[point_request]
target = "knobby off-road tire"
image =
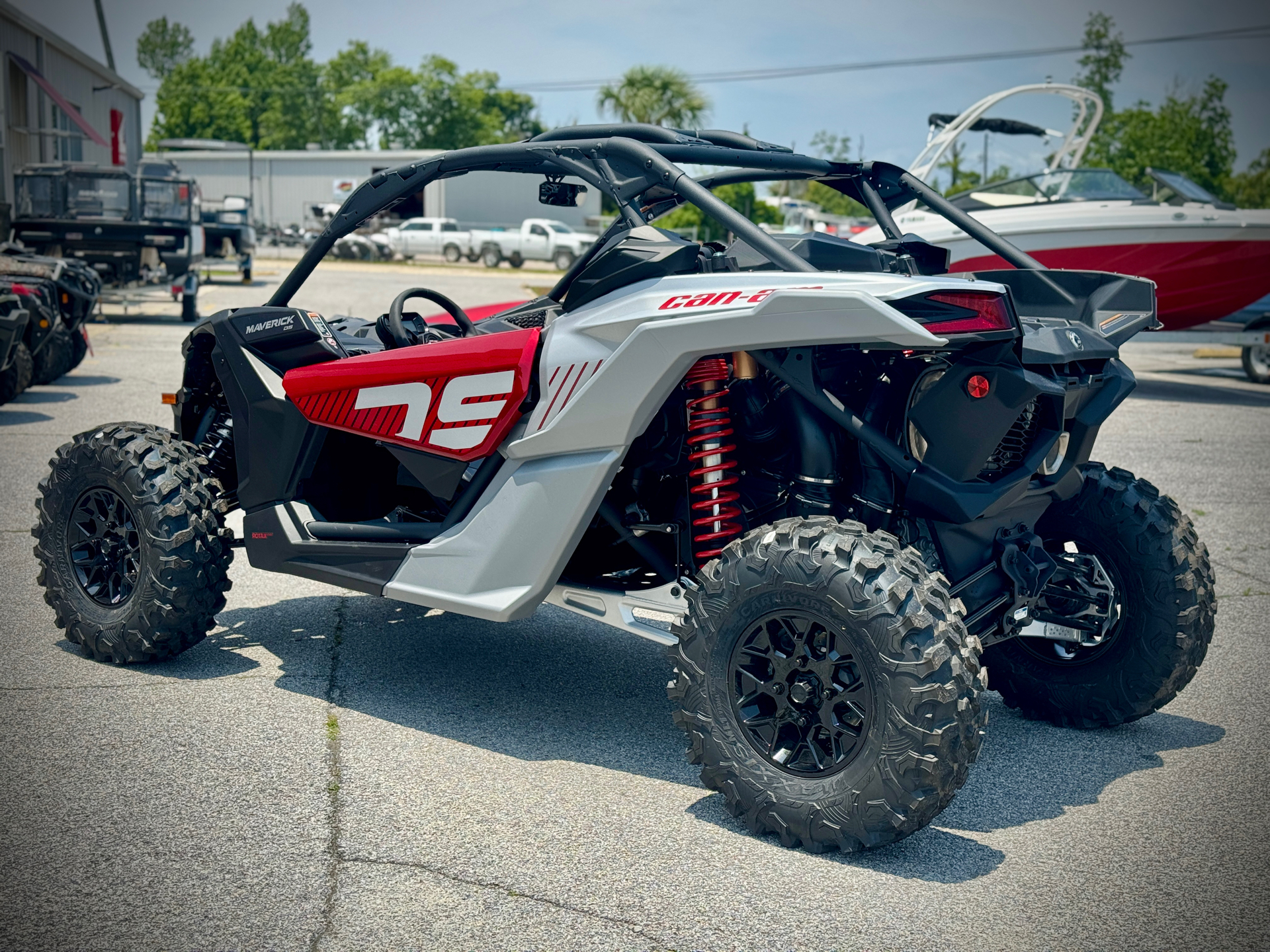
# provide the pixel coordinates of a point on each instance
(910, 653)
(79, 348)
(54, 358)
(151, 487)
(17, 376)
(1167, 607)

Work instructions: Go through the entries above and write them out again exactly, images left behind.

Answer below:
[point_request]
target = "knobby off-road tire"
image =
# provide the pixel coordinates of a point on each instance
(910, 653)
(79, 348)
(54, 358)
(151, 487)
(17, 376)
(1167, 607)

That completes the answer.